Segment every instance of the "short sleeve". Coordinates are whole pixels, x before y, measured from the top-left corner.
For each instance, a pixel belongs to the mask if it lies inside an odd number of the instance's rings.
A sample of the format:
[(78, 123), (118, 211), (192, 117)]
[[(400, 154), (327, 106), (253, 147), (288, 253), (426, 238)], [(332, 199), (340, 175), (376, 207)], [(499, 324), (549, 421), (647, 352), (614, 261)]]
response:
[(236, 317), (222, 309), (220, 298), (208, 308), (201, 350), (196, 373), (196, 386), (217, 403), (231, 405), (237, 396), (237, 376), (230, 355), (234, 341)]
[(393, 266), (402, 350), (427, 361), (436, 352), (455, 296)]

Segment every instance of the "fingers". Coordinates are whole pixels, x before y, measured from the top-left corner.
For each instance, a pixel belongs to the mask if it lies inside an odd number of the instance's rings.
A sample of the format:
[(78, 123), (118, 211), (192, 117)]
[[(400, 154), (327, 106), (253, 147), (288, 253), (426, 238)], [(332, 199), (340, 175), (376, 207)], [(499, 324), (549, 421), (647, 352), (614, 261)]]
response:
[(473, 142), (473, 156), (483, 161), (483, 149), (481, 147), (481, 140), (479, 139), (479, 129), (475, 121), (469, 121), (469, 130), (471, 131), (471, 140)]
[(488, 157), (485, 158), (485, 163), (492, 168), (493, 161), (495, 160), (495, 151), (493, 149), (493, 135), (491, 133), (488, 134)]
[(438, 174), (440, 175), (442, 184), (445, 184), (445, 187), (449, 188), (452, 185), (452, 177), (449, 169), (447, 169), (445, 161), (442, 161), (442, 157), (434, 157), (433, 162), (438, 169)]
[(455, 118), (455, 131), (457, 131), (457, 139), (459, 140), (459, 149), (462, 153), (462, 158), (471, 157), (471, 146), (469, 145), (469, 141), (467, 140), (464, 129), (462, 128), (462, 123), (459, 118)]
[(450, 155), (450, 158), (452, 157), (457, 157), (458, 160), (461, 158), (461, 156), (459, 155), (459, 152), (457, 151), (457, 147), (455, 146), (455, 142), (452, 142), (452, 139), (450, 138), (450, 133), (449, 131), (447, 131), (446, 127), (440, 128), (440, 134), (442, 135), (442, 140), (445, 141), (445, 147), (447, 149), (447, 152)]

Exercise aim: Reproduce the entire listing above line for line, without changing a single character.

Exercise solution:
Segment every instance of the "short sleeve". Coordinates are whole pixels, x before y, measured from the top-left corner.
For each instance, a pixel belongs to the mask if it lies inside an odd number of the instance's rings.
A sample of the format:
[(78, 123), (118, 211), (192, 117)]
[[(400, 154), (327, 106), (253, 147), (288, 253), (426, 238)], [(332, 199), (340, 175), (376, 207)], [(499, 324), (549, 421), (647, 352), (614, 261)]]
response:
[(236, 317), (222, 309), (220, 298), (208, 308), (201, 350), (196, 373), (196, 386), (217, 403), (231, 405), (237, 396), (237, 376), (230, 355), (234, 341)]
[(393, 266), (402, 350), (427, 361), (436, 352), (455, 296)]

Segment every instance of the "fingers". Coordinates are whole pixels, x before y, measured from the top-left corner.
For each instance, a pixel belongs to the mask if it lies inside an odd number of the instance's rings.
A sample of the format:
[(78, 123), (118, 211), (192, 117)]
[[(400, 154), (327, 106), (253, 147), (288, 253), (426, 238)], [(332, 199), (340, 175), (376, 207)], [(499, 324), (549, 421), (647, 352), (614, 261)]]
response:
[(473, 142), (473, 156), (483, 161), (483, 149), (481, 147), (481, 140), (479, 139), (479, 129), (475, 121), (469, 121), (469, 130), (471, 131), (471, 140)]
[(488, 157), (485, 158), (485, 163), (492, 168), (493, 161), (495, 160), (495, 151), (493, 149), (493, 135), (491, 133), (488, 134)]
[(438, 174), (440, 175), (442, 184), (445, 184), (445, 187), (449, 188), (452, 185), (452, 177), (449, 169), (447, 169), (445, 161), (442, 161), (442, 157), (434, 157), (433, 162), (438, 169)]
[(455, 118), (455, 131), (457, 131), (457, 139), (459, 140), (459, 149), (462, 153), (462, 158), (471, 157), (471, 146), (469, 145), (469, 141), (467, 140), (464, 129), (462, 128), (462, 123), (459, 118)]
[(450, 155), (450, 158), (452, 157), (457, 157), (458, 160), (461, 158), (461, 156), (459, 155), (459, 152), (457, 151), (457, 147), (455, 146), (455, 142), (452, 142), (452, 139), (450, 138), (450, 133), (449, 131), (447, 131), (446, 127), (440, 128), (440, 134), (442, 135), (442, 140), (445, 141), (445, 147), (447, 149), (447, 152)]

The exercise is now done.